Work order: Write out the complete data exactly as written.
Information section start
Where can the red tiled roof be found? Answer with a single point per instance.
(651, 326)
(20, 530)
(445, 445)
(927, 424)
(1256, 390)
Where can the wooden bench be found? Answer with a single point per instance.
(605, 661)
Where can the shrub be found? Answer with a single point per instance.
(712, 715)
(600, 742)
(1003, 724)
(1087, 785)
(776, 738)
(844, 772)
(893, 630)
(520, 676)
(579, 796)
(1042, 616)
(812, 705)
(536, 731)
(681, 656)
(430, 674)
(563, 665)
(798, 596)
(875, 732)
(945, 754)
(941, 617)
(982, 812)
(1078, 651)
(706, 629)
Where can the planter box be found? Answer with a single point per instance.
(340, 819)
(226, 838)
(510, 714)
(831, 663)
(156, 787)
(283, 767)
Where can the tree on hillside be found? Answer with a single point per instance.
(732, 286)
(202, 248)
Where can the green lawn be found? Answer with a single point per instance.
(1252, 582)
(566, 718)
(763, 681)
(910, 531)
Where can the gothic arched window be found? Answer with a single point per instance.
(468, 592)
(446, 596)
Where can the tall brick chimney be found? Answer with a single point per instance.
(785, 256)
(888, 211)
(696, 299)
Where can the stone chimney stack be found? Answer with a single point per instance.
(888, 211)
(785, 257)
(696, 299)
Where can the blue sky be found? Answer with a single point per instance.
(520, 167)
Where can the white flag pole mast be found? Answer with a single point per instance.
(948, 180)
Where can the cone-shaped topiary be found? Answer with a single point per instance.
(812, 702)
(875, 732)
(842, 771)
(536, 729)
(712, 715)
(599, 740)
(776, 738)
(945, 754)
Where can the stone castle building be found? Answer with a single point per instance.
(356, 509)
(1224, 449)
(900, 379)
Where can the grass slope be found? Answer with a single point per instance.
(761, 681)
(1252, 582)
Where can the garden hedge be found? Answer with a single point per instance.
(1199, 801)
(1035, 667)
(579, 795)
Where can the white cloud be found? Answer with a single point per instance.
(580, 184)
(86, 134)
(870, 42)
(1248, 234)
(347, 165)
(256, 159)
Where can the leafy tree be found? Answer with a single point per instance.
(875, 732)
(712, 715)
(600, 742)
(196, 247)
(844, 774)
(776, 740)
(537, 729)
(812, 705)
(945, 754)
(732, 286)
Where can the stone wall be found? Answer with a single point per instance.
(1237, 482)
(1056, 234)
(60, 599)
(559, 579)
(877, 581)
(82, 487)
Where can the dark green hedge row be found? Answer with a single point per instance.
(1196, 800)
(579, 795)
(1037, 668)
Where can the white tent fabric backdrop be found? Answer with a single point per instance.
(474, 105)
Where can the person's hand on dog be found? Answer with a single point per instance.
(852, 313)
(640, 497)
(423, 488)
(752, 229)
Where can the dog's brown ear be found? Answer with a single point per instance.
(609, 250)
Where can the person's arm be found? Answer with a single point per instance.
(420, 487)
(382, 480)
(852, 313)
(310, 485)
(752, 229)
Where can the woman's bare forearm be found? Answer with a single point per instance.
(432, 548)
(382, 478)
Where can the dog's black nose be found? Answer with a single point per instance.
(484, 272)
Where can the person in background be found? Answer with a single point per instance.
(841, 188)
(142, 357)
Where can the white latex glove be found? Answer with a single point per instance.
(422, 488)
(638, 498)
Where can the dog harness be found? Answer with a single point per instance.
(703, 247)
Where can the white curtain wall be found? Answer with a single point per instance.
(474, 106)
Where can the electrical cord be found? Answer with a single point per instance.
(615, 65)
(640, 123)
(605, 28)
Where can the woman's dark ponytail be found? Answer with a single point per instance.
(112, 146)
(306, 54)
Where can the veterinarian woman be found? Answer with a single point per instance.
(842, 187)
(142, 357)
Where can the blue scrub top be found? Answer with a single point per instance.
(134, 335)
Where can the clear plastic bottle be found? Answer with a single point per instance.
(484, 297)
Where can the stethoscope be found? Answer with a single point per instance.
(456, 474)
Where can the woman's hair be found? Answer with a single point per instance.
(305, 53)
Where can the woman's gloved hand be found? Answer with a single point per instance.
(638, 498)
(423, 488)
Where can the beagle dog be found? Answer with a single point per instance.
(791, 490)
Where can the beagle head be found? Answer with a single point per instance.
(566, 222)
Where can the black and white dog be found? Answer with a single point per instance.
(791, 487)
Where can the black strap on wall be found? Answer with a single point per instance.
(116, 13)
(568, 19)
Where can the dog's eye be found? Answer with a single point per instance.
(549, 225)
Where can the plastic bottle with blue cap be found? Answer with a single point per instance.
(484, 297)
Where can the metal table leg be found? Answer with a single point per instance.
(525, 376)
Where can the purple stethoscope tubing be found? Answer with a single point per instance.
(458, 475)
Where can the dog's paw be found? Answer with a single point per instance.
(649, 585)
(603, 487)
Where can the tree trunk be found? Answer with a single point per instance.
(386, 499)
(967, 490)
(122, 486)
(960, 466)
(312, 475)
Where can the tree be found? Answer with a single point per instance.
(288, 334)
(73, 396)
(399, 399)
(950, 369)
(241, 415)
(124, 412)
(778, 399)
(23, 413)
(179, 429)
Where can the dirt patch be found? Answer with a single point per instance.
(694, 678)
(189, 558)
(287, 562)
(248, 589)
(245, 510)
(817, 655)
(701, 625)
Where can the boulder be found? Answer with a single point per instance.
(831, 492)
Information section end
Exercise solution:
Where can the red tiled roof be found? Answer with a single point per instance.
(651, 326)
(20, 530)
(445, 445)
(927, 424)
(1256, 390)
Where can the wooden bench be found? Answer with a single point per instance.
(605, 661)
Where can the shrub be found? Answer with a single point per instance.
(712, 715)
(600, 742)
(1003, 724)
(1087, 785)
(776, 738)
(844, 772)
(893, 630)
(520, 676)
(579, 796)
(1042, 616)
(812, 705)
(536, 731)
(681, 656)
(430, 674)
(563, 665)
(798, 596)
(875, 732)
(945, 754)
(941, 617)
(982, 812)
(1078, 651)
(706, 629)
Where can the planter box be found? Answer with a single point per instance.
(340, 819)
(226, 838)
(510, 714)
(831, 663)
(156, 787)
(283, 767)
Where can the tree on hillside be found? Answer with a single point per instance.
(732, 286)
(202, 248)
Where can the green lawn be found? Answer with a single point per instance.
(1252, 582)
(566, 718)
(763, 681)
(910, 531)
Where can the gothic arched window be found? Answer with a single point per instance.
(468, 592)
(446, 596)
Where can the tall brick chimney be found? Answer with a single point per instance.
(785, 256)
(888, 211)
(696, 299)
Where can the stone chimney stack be found? Answer with a single point per instance.
(888, 211)
(785, 257)
(696, 299)
Where can the blue sky be found? Answer with a single point per instance.
(520, 167)
Where can the white flag pole mast be found? Answer with a single point per instance.
(948, 180)
Where can the cone-shaped topiary be found? Answer with a single point per instance.
(812, 702)
(875, 732)
(842, 771)
(536, 729)
(712, 715)
(599, 740)
(776, 738)
(945, 754)
Where can the stone castle building be found? Answer with a single point per instance.
(356, 509)
(1224, 449)
(900, 379)
Where can the grass slope be found? Answer with a single point per instance.
(761, 681)
(1252, 582)
Where can the garden hedge be found? Answer with a single point per instance.
(1199, 801)
(1035, 667)
(579, 795)
Where can the white cloud be found? Answer with a single point per instance.
(580, 184)
(86, 134)
(870, 42)
(1248, 234)
(347, 165)
(256, 159)
Where can the leafy tree be found? Answer with a single point per instance.
(875, 732)
(712, 715)
(600, 742)
(196, 247)
(844, 774)
(776, 740)
(537, 729)
(812, 705)
(945, 754)
(732, 286)
Where can the stone wall be found? Answer with a single point per instance.
(1237, 482)
(1056, 234)
(60, 599)
(559, 579)
(877, 581)
(82, 487)
Where can the dark green hedge row be found? Answer with a single point per instance.
(1196, 800)
(579, 795)
(1037, 668)
Where can the white tent fabric backdrop be found? Answer with a single point per instance.
(474, 105)
Where can the person's hand on dog be found? Answer with a single point per instance.
(852, 313)
(640, 497)
(423, 488)
(752, 229)
Where can the dog's brown ear be found? Answer with a single point per instance.
(609, 250)
Where can the person's arm be found? Answer with a single point per instance.
(420, 487)
(382, 480)
(852, 313)
(310, 485)
(752, 229)
Where can the woman's bare forearm be found? Answer with a single point per instance.
(432, 548)
(382, 478)
Where can the dog's black nose be found? Answer with a single point per instance.
(484, 272)
Where can the person in background be found? Answer with a single point per instance.
(841, 188)
(142, 357)
Where can the white latex glove be found? Answer with a single point per instance.
(422, 488)
(638, 498)
Where can the dog harness be found? Answer with a single point per instance.
(703, 247)
Where can the white curtain wall be found? Answer with a single point per instance.
(474, 106)
Where can the electrical cord be found? Answer with a single point per instance.
(615, 65)
(640, 123)
(605, 28)
Where can the woman's dark ponytail be found? Answer with a single point per instance.
(112, 146)
(306, 54)
Where can the veterinarian woman be found? Answer with a single point per instance.
(842, 187)
(142, 357)
Where can the blue scrub top be found? Answer with a single point per instance.
(134, 335)
Where can the clear plastic bottle be found? Answer with a single point per instance.
(484, 297)
Where can the stethoscope be found? Answer with a single point per instance.
(456, 474)
Where can the woman's hair be found? Answer with a single point per instance.
(305, 53)
Where can the woman's gloved hand be found? Answer with a single point per instance.
(638, 498)
(423, 488)
Where can the beagle dog be found? Answer with a single point per instance.
(791, 490)
Where can the beagle head be found? Answer with a single point per instance.
(566, 222)
Where can the black and white dog be found? Answer with a single point per instance.
(791, 487)
Where can the black strap on wall be found? Answer with a single point per instance.
(116, 13)
(568, 19)
Where can the dog's eye be found? Answer with a single point per instance.
(549, 225)
Where can the plastic bottle with blue cap be found? Answer with a single point per instance.
(484, 297)
Where can the metal table leg be found? Answer with a single point per instance.
(525, 376)
Where can the purple stethoscope tubing be found? Answer with a single point per instance.
(458, 475)
Where can the dog's paw be found? Answer with a single point per instance.
(649, 585)
(603, 487)
Where can the tree trunk be found? Answer with a single point per instance.
(386, 499)
(967, 490)
(122, 486)
(960, 466)
(312, 475)
Where can the tree be found? Answer with a single point per instance.
(288, 334)
(73, 396)
(399, 399)
(950, 369)
(241, 415)
(124, 412)
(778, 399)
(23, 413)
(179, 429)
Where can the dirt patch be found? Answer with a single point per instance.
(694, 678)
(189, 558)
(287, 562)
(248, 589)
(245, 510)
(817, 655)
(701, 625)
Where can the boulder be found? Answer with a single point per instance.
(831, 492)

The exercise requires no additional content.